» **Extract to read**
● ● ● ● ●

But they absolutely did. Here is why.
I have come across a few travel opinions stating that the most friendly Europeans were in Iceland. Well, in my experience, they were in Ireland.
Especially when it came to the kids – my girls were given lollipops at train stations and hotel reception desks. My youngest daughter came up to me after a few days in Ireland with words: “Mom, for some reason everyone loves us over here..” lol
Let´s agree – it´s wonderful when locals make children feel this way.
Budget-friendly with kids
Overall, Ireland is not the most budget-friendly destination: the hotels are overpriced and have average quality. But when it comes to traveling with kids, Ireland actually wins over many other family travel destinations in Europe.
Large families are common across the country, so you can go with kids almost anywhere. The little ones under 6 years old always get in for free, whether it´s at landmarks or on public transport. The hotel breakfasts for the kids were free as well. In Jurry Inn Cork we were even given little handcraft gifts for the little ones.
Culture&legends in Ireland
Irish local myths and legends are infused with magical creatures. No wonder this Ireland family vacation was so culturally-enriching and exciting for my little ones.
Even if you’re not a history geek yourself, I highly recommend you fuel your kids´ wonderlust before the trip with some Irish books and animated movies. I plan to make a separate post on this topic, but in the meantime, you can check what we saw and read via my IG Highlight Ireland.

● ● ● ● ●

[Excerpts from segmentation records]
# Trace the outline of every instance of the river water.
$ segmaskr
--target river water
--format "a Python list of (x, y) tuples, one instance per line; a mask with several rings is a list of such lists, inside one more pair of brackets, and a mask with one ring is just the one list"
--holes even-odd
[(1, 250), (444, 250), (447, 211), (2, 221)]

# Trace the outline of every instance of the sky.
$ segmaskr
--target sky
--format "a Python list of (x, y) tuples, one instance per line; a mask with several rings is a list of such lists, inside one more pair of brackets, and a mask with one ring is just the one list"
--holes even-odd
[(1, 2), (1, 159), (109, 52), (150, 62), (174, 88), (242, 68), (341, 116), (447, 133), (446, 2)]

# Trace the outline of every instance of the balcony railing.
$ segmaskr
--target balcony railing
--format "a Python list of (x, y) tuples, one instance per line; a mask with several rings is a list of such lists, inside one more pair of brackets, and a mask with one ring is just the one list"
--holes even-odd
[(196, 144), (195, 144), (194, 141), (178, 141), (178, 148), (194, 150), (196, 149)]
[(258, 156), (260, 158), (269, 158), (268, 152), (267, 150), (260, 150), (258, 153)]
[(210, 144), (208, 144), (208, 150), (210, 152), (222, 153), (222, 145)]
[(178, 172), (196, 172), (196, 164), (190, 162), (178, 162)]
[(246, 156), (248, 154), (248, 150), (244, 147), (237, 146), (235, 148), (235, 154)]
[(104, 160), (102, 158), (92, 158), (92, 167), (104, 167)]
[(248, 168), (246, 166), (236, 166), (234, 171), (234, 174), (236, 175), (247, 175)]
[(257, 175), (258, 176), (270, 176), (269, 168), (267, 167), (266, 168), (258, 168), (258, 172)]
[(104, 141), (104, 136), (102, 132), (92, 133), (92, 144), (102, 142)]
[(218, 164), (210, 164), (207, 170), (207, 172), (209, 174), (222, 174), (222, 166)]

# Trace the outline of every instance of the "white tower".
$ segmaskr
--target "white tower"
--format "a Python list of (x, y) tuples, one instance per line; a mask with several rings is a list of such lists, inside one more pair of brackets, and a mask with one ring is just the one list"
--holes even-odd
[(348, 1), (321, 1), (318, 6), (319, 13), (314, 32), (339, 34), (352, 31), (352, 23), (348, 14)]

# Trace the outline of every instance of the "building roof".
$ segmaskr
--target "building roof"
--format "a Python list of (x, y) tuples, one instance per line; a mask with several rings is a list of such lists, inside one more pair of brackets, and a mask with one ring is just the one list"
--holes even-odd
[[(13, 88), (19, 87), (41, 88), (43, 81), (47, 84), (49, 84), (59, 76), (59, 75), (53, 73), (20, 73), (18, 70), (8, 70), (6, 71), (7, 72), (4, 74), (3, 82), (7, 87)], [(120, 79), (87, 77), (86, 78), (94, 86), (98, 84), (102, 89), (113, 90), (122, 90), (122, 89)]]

● ● ● ● ●

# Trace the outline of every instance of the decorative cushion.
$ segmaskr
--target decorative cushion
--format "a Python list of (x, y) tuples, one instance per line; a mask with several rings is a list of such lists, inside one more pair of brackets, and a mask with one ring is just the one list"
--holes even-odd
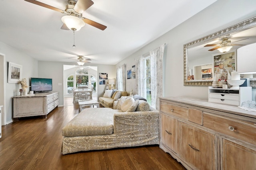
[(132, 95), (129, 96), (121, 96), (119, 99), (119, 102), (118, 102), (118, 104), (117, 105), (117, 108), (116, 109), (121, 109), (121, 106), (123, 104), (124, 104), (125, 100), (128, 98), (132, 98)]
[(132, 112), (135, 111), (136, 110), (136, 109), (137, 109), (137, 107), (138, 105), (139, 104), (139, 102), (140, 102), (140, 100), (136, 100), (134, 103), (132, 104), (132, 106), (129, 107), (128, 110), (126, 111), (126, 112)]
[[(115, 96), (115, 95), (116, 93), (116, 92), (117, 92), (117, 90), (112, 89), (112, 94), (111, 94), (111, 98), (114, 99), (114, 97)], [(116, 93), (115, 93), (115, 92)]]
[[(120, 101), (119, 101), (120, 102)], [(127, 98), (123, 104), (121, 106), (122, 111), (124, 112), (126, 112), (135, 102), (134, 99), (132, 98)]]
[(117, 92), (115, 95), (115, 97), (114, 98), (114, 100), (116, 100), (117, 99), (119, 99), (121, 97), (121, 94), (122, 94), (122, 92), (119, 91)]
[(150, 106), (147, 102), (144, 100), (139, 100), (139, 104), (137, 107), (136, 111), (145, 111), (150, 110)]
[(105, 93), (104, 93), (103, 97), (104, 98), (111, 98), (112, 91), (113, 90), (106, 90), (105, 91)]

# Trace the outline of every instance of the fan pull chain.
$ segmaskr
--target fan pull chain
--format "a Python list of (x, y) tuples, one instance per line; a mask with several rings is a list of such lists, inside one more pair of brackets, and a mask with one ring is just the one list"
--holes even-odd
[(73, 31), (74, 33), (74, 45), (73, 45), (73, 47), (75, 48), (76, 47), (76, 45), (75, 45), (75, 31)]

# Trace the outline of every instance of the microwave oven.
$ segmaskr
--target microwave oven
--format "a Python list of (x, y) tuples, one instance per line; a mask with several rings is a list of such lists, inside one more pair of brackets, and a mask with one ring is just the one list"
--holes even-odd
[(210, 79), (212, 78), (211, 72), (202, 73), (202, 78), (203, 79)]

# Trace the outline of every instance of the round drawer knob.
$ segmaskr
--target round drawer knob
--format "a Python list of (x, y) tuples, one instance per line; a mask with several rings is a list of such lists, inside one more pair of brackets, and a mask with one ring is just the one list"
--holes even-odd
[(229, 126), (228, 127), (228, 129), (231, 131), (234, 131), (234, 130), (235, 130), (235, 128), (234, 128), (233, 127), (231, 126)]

● ● ● ● ●

» **Challenges**
(a) Summarize the text about a family trip to Ireland in two sentences.
(b) From the text about a family trip to Ireland, repeat the passage between "Large families are" and "the little ones.", inclusive.

» **Task solutions**
(a) In the writer's experience, the friendliest Europeans were in Ireland, especially toward children, who were given lollipops at train stations and hotel reception desks. Although Irish hotels are overpriced, the country suits families because children under 6 get in free at landmarks and on public transport, and its myths and legends made the trip culturally enriching and exciting for the kids.

(b)
Large families are common across the country, so you can go with kids almost anywhere. The little ones under 6 years old always get in for free, whether it´s at landmarks or on public transport. The hotel breakfasts for the kids were free as well. In Jurry Inn Cork we were even given little handcraft gifts for the little ones.